**TASK INSTRUCTIONS**
Reproduce the following case report on an attenuated familial adenomatous polyposis mutation in full, word for word.

**PAGE TEXT**
Identification of an Adenomatous Polyposis Coli Mutation Associated with Attenuated Familial Adenomatous Polyposis
Karen Roesser, RN, MS, AOCN®
From the Thomas Johns Cancer Hospital, Richmond, VA.
The author has no conflicts of interest to disclose.
Correspondence to: Karen Roesser, RN, MS, AOCN®, Thomas Johns Cancer Hospital, 1401 Johnston Willis Drive, Richmond, VA 23235-4730. E-mail: karen.roesser@HCAHealthcare.com
J Adv Pract Oncol 2010;1:39–47 |
DOI: 10.6004/jadpro.2010.1.1.5 |
© 2010 Harborside Press
D.R. is a healthy 42-year-old male who presented to the High Risk Familial Cancer Clinic because his father had been recently diagnosed with attenuated familial adenomatous polyposis. His father, L. R., age 65 years with a history of hypertension and heart failure, had visited his primary care practitioner (PCP) complaining of fatigue. His PCP obtained a complete blood cell count and examined his stool for occult blood. L.R. was found to have microcytic anemia (hemoglobin of 8.6/dL, hematocrit of 25.8%, mean corpuscular volume of 76 fL) and guaiac-positive stools; his PCP referred him for a colonoscopy. Although L.R. was 65 years old, this was his first colonoscopy. Over 100 polyps with variable pathology were identified throughout the colon and rectum, including hyperplastic polyps and tubular and tubulovillous adenomas. The largest tubulovillous adenoma was 1 cm. L.R. was referred for genetic counseling and, after informed consent was obtained, underwent testing for familial adenomatous polyposis. The test results showed a deleterious mutation in the adenomatous polyposis coli gene (exon 4:c.426_427delAT). L.R. underwent a total proctocolectomy with ileal pouch anal anastomosis. After receiving genetic counseling, D.R. received site-specific testing for the genetic mutation identified in his father and subsequently tested positive for the same mutation. Of note, D.R. has three children, ages 10, 12, and 14. All three children tested positive for the same mutation (see pedigree in Figure 1).

**INFORMATION**
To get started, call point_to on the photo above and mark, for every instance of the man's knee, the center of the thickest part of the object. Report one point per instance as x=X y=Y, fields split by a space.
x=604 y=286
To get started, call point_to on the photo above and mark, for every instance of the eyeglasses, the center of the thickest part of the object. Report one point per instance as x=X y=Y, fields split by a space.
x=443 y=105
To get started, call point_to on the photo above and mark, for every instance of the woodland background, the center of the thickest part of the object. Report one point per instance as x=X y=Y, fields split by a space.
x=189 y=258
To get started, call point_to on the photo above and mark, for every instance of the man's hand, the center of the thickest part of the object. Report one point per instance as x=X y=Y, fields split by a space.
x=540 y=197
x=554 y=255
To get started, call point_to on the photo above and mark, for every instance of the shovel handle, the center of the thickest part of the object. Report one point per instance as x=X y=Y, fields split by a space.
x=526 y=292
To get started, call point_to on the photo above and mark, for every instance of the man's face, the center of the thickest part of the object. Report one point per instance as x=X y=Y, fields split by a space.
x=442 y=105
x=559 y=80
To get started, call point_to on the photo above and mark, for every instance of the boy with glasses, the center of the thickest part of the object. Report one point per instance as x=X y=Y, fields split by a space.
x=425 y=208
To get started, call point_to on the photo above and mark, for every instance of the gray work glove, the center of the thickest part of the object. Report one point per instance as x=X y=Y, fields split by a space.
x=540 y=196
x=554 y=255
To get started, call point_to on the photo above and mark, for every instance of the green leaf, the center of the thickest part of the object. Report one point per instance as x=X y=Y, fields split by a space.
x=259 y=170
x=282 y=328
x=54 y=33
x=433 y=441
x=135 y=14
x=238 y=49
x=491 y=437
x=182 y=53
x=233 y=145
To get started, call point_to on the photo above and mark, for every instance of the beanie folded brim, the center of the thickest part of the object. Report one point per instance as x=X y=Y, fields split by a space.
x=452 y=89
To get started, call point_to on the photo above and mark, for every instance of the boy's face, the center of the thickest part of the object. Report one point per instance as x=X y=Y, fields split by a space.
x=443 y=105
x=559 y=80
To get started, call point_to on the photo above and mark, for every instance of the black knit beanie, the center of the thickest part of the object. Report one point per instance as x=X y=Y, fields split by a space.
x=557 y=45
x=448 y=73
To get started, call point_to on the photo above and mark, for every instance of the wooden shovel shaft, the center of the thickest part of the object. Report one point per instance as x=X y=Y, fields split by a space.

**COMPLETED TASK**
Identification of an Adenomatous Polyposis Coli Mutation Associated with Attenuated Familial Adenomatous Polyposis
Karen Roesser, RN, MS, AOCN®
From the Thomas Johns Cancer Hospital, Richmond, VA.
The author has no conflicts of interest to disclose.
Correspondence to: Karen Roesser, RN, MS, AOCN®, Thomas Johns Cancer Hospital, 1401 Johnston Willis Drive, Richmond, VA 23235-4730. E-mail: karen.roesser@HCAHealthcare.com
J Adv Pract Oncol 2010;1:39–47 |
DOI: 10.6004/jadpro.2010.1.1.5 |
© 2010 Harborside Press
D.R. is a healthy 42-year-old male who presented to the High Risk Familial Cancer Clinic because his father had been recently diagnosed with attenuated familial adenomatous polyposis. His father, L. R., age 65 years with a history of hypertension and heart failure, had visited his primary care practitioner (PCP) complaining of fatigue. His PCP obtained a complete blood cell count and examined his stool for occult blood. L.R. was found to have microcytic anemia (hemoglobin of 8.6/dL, hematocrit of 25.8%, mean corpuscular volume of 76 fL) and guaiac-positive stools; his PCP referred him for a colonoscopy. Although L.R. was 65 years old, this was his first colonoscopy. Over 100 polyps with variable pathology were identified throughout the colon and rectum, including hyperplastic polyps and tubular and tubulovillous adenomas. The largest tubulovillous adenoma was 1 cm. L.R. was referred for genetic counseling and, after informed consent was obtained, underwent testing for familial adenomatous polyposis. The test results showed a deleterious mutation in the adenomatous polyposis coli gene (exon 4:c.426_427delAT). L.R. underwent a total proctocolectomy with ileal pouch anal anastomosis. After receiving genetic counseling, D.R. received site-specific testing for the genetic mutation identified in his father and subsequently tested positive for the same mutation. Of note, D.R. has three children, ages 10, 12, and 14. All three children tested positive for the same mutation (see pedigree in Figure 1).